Entries supplied

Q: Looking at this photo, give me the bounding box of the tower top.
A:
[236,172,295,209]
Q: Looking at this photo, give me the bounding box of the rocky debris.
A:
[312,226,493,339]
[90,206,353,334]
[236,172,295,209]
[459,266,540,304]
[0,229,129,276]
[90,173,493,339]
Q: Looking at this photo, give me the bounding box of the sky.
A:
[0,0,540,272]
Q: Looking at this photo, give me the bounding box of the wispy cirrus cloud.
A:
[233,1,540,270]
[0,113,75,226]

* * *

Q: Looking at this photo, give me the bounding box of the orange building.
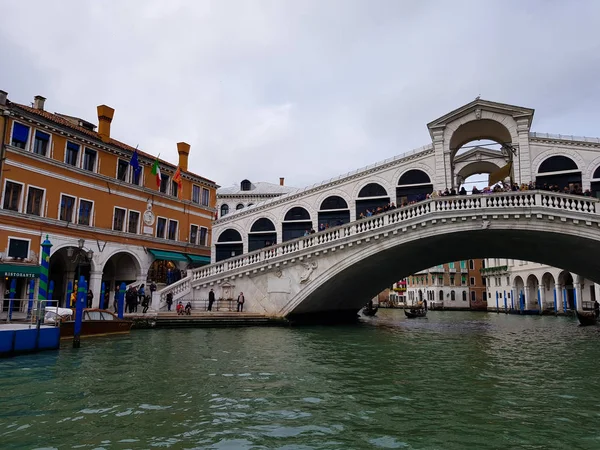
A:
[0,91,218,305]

Do this
Output, character for character, the lines of the listing above from the line containing "the tower top." up to and including the line containing "[90,173,493,339]".

Final answer
Q: Looking at this photo, give me the bounding box of the tower top.
A:
[236,172,295,209]
Q: Looking at this photo, give me the bounding box of the rocky debris.
A:
[312,226,493,339]
[90,206,353,334]
[236,172,295,209]
[459,266,540,304]
[0,229,129,276]
[90,173,493,339]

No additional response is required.